(Excerpts from a detection dataset)
◇ ◇ ◇

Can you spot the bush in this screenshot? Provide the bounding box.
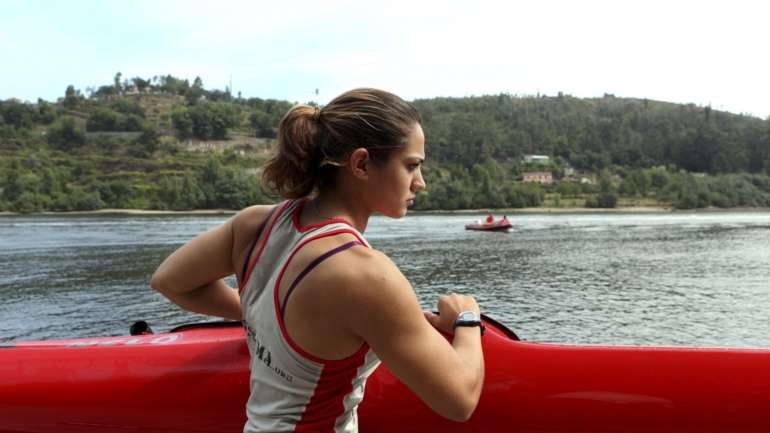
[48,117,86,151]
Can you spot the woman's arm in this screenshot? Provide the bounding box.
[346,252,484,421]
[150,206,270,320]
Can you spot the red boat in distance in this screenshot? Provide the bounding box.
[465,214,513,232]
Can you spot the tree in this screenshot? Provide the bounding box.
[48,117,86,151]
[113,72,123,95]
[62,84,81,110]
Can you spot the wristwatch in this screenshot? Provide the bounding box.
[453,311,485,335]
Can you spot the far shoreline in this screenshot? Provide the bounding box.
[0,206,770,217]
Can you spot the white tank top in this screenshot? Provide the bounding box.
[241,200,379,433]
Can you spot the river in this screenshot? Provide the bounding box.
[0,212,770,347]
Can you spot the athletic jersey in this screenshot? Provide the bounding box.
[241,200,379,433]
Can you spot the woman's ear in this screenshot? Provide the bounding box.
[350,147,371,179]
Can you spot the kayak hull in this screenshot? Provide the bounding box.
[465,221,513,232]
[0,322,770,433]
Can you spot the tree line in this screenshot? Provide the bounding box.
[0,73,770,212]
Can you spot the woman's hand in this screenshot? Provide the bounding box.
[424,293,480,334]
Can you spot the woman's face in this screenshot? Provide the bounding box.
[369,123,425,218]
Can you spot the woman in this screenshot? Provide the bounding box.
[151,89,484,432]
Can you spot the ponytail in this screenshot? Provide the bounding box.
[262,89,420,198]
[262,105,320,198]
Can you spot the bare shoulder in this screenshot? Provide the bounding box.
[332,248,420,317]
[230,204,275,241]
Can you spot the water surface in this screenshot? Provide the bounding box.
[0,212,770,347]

◇ ◇ ◇

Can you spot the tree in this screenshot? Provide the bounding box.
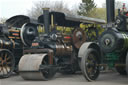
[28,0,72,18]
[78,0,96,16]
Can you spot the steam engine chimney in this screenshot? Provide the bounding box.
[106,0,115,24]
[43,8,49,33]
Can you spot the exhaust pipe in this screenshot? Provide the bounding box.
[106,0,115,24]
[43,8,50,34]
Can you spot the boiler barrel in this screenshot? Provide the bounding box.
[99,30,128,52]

◇ ◇ ◇

TO BE DONE:
Add 98 to every bounding-box coordinate in the part of the data above that opens with the line containing "Can you spot the bush" and closes with the line containing "[465,214,513,232]". Write that part out again in full with every line kept, but leave the pictures out.

REPLY:
Can you spot the bush in this screenshot? Provide the bounding box.
[146,215,184,249]
Can you spot the woman's arm in this screenshot? Provide the bounding box.
[444,350,582,519]
[248,304,368,418]
Can you spot the red boat in distance in this screenshot? Provide the bounding box.
[563,312,611,330]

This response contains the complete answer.